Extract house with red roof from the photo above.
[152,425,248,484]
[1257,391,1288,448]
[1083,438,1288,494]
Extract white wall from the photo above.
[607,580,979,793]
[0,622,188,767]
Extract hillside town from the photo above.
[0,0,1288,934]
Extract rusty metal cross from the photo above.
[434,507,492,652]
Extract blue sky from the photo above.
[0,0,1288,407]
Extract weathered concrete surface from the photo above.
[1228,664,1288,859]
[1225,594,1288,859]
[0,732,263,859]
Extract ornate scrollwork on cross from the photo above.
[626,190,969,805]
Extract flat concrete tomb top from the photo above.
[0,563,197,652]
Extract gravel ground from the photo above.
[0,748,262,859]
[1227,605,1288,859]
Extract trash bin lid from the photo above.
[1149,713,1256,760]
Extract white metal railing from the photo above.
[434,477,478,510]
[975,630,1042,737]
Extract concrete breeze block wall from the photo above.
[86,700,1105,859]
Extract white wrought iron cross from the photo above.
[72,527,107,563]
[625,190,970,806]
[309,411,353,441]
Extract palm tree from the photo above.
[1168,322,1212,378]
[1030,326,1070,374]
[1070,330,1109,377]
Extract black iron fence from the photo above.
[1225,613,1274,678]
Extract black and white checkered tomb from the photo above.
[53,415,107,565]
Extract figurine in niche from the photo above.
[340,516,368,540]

§ YOUR TASK
Rewrite the lines that begin at the one containing "Extract weathered concrete" and run through the end of the records, with "tomb" changed to "grave". Leave everything else unchanged.

§ RESPONSE TO THE TASK
Extract weathered concrete surface from the photo above.
[1228,664,1288,859]
[1225,594,1288,859]
[0,732,263,859]
Extract ornate scrollwork on cross from the photo above.
[626,190,969,805]
Extract flat concrete grave top from the photo above.
[0,563,197,652]
Extract gravel ground from the photo above.
[0,748,262,859]
[1227,605,1288,859]
Extract trash bin lid from the photo above.
[1149,713,1256,760]
Extract white metal railing from the photo above.
[434,477,478,510]
[975,630,1042,737]
Extract concrete breeze block wall from the photo above.
[86,700,1105,859]
Extract white wrought iron cross from the photo above.
[72,527,107,563]
[625,190,970,806]
[309,411,353,441]
Extract palm tree from the photo above.
[1168,322,1212,378]
[1030,326,1070,374]
[1070,330,1109,377]
Extract black iron fence from the photo above.
[1225,613,1274,678]
Extract black and white checkered grave from the photo above.
[53,415,107,565]
Extract figurine in niche from the photo above.
[340,516,368,540]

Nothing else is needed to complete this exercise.